*Task requirements*. Rewrite every one of the entries below, replacing "set a point on every instance" with "mark each occurrence" and leaving everything else unchanged.

*Material for this task*.

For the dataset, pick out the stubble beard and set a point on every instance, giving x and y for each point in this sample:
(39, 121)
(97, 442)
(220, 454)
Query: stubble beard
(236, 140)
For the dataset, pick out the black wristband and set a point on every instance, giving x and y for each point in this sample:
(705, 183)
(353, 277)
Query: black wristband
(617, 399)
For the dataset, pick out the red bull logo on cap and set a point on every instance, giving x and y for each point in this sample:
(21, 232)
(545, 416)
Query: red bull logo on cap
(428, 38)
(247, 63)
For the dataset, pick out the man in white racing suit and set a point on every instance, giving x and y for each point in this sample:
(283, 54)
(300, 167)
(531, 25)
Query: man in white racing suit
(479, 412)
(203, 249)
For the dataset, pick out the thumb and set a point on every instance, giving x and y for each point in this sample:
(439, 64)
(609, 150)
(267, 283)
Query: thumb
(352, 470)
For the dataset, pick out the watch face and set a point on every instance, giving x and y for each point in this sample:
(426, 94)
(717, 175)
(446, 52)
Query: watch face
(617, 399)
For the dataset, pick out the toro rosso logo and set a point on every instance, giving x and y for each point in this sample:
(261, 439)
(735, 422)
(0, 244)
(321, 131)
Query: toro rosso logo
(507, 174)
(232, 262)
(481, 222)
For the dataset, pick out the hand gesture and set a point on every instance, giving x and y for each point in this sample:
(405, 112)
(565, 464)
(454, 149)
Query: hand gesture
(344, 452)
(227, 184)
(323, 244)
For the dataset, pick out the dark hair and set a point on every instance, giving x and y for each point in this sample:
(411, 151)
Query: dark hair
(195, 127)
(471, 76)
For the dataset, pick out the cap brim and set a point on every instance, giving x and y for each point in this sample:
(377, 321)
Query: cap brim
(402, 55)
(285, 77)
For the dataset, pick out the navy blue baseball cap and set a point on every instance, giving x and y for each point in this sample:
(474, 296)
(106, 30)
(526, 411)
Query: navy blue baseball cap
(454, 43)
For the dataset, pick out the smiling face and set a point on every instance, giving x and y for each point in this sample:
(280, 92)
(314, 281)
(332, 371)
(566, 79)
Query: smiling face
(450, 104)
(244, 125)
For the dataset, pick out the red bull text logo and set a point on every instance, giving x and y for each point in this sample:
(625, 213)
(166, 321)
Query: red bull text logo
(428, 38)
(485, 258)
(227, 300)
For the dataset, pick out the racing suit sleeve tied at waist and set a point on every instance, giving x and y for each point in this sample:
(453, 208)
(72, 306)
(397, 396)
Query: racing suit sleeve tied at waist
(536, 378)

*Response*.
For the dataset, pick out the stubble beard and mark each occurrence, giving x and y for each point in this sample:
(39, 121)
(97, 442)
(220, 454)
Query: stubble beard
(236, 140)
For the dataset, pick out the black wristband and mark each occurrence, giving x and y for each point in this sample:
(705, 183)
(353, 277)
Query: black wristband
(617, 399)
For the dataset, pick out the red bull logo on cap and mark each occurrence, giving x and y for each point in this sample:
(21, 232)
(545, 416)
Query: red bull logo on cap
(428, 38)
(247, 63)
For the dataset, pick out the man in white racing suit and mark each occurrence, giving x and y for each point in this sample:
(283, 54)
(300, 167)
(531, 25)
Query: man in white racing suit
(479, 412)
(203, 249)
For the dataset, pick out the thumb and mark each occurrence, giving x and y for each point in this sample:
(439, 64)
(609, 150)
(267, 283)
Query: thumb
(352, 470)
For the dataset, pick out the watch face and mark each occurrence, giving x and y for each point in this sample:
(426, 94)
(717, 175)
(446, 52)
Query: watch face
(617, 399)
For the dataset, pick out the toro rosso logo and mark each occurrence, giving x and y for each point in this sample:
(261, 439)
(735, 422)
(0, 244)
(321, 131)
Query: toro rosso logo
(507, 174)
(232, 262)
(481, 222)
For the dataset, pick out the hand gesture and mark each occurrence, giving x and y for each point in this sample:
(405, 112)
(565, 464)
(454, 149)
Query: hand gesture
(344, 452)
(227, 184)
(323, 244)
For the dataset, pick out the dark hair and mark each occurrence, giving x and y for each point in this sample:
(411, 151)
Query: dark hair
(195, 127)
(471, 76)
For the dataset, pick out the cap brim and mark each occurrence, giving x and y for each point in this sample:
(377, 321)
Query: cap brim
(402, 55)
(285, 77)
For the dataset, pick out the navy blue baseball cap and mark each occurrence, giving x and y for each point in this sample:
(474, 296)
(106, 30)
(526, 411)
Query: navy blue baseball cap
(454, 43)
For the dataset, pick out the smiling face and mark each occurrence, giving x and y for each point in this sample:
(280, 92)
(314, 281)
(332, 371)
(566, 79)
Query: smiling face
(450, 104)
(244, 125)
For the dataset, pick out the red bull text logo and mark each occurrence, giving x and y for each point in this sample:
(625, 213)
(166, 321)
Query: red bull text logo
(428, 38)
(485, 258)
(227, 300)
For the dataset, pick out the racing suit sleeve tied at waist and mark each occurrence, giving x and y for each point in this sample:
(453, 208)
(72, 306)
(397, 396)
Query: racing suit sleeve tied at waist
(536, 378)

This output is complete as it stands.